*** Information given ***

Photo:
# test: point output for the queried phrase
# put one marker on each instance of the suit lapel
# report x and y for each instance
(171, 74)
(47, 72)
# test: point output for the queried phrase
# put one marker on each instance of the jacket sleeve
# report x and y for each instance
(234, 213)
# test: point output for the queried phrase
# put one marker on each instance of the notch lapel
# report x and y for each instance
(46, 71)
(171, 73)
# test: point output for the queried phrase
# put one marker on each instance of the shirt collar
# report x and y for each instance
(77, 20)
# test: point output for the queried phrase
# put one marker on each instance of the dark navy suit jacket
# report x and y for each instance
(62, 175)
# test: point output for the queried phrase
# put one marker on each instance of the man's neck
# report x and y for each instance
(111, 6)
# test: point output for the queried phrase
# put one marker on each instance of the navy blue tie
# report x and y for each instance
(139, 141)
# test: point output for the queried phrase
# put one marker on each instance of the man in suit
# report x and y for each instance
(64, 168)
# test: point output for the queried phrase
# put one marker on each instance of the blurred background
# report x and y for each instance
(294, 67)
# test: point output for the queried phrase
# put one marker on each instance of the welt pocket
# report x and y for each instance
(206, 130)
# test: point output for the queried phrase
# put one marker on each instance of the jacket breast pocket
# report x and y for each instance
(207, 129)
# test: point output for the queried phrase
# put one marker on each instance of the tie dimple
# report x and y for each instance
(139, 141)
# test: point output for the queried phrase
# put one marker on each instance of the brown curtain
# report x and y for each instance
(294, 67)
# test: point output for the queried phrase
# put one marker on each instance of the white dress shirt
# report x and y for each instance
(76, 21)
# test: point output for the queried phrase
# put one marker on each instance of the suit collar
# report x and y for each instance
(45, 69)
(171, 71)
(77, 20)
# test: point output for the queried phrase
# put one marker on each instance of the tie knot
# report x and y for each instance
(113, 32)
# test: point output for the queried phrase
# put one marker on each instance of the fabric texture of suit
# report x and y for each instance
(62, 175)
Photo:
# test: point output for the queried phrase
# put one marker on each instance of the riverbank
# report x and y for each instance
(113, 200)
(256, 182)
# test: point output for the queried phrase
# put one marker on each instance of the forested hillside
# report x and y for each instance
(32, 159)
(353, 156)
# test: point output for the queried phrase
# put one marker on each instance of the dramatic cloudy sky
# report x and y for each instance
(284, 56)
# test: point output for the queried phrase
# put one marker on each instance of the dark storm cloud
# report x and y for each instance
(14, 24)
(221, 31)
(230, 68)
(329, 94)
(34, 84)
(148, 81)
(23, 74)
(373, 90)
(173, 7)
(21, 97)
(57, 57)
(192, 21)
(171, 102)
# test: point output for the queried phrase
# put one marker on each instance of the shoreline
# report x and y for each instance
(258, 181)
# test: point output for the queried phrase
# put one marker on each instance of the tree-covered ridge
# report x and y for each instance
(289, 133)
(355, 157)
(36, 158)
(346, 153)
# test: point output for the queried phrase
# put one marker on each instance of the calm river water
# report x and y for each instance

***
*** Information given ***

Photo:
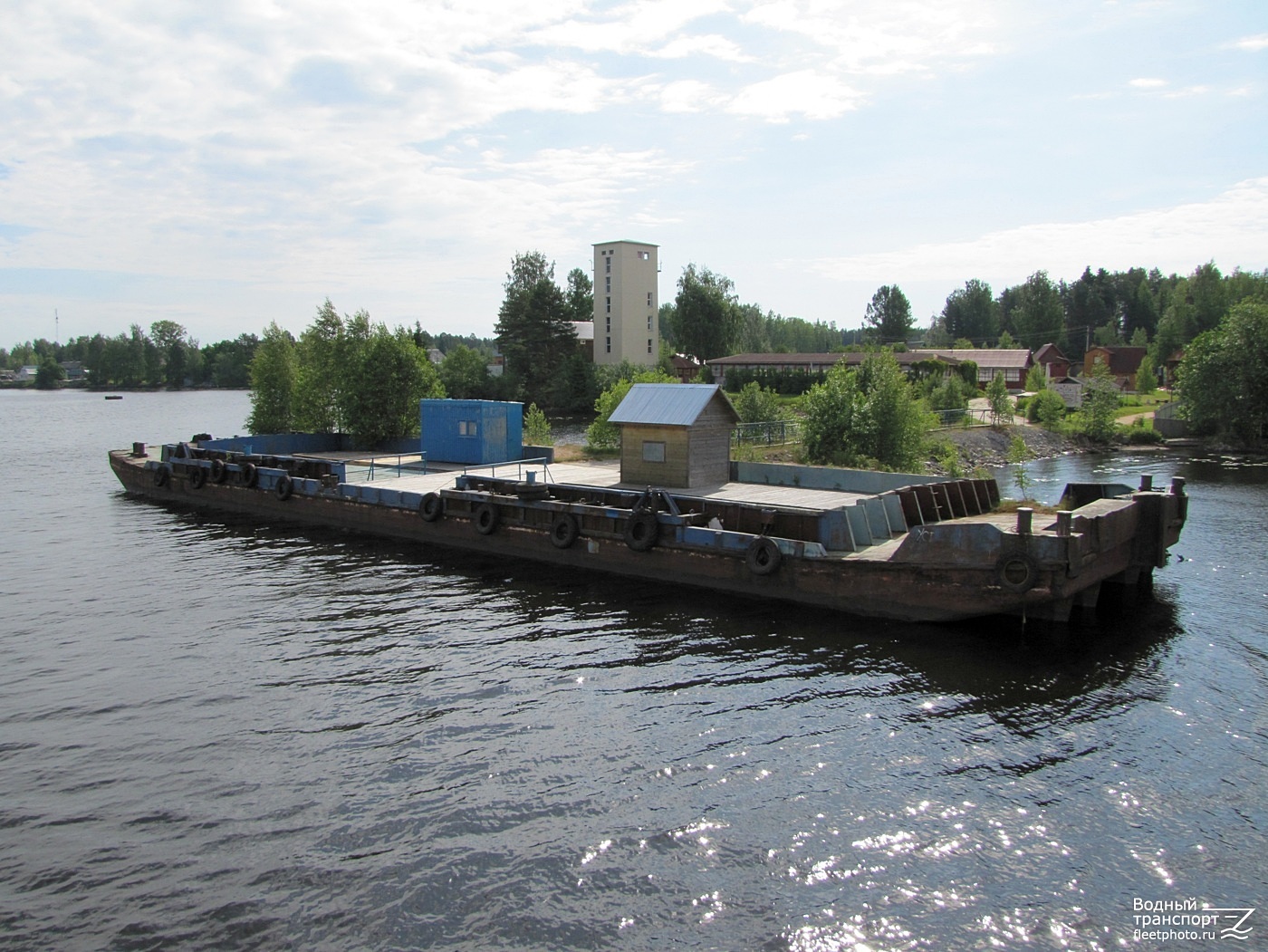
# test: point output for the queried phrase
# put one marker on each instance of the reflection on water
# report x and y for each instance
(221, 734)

***

Report how many lines of the records contain the word "lapel", giving only the number.

2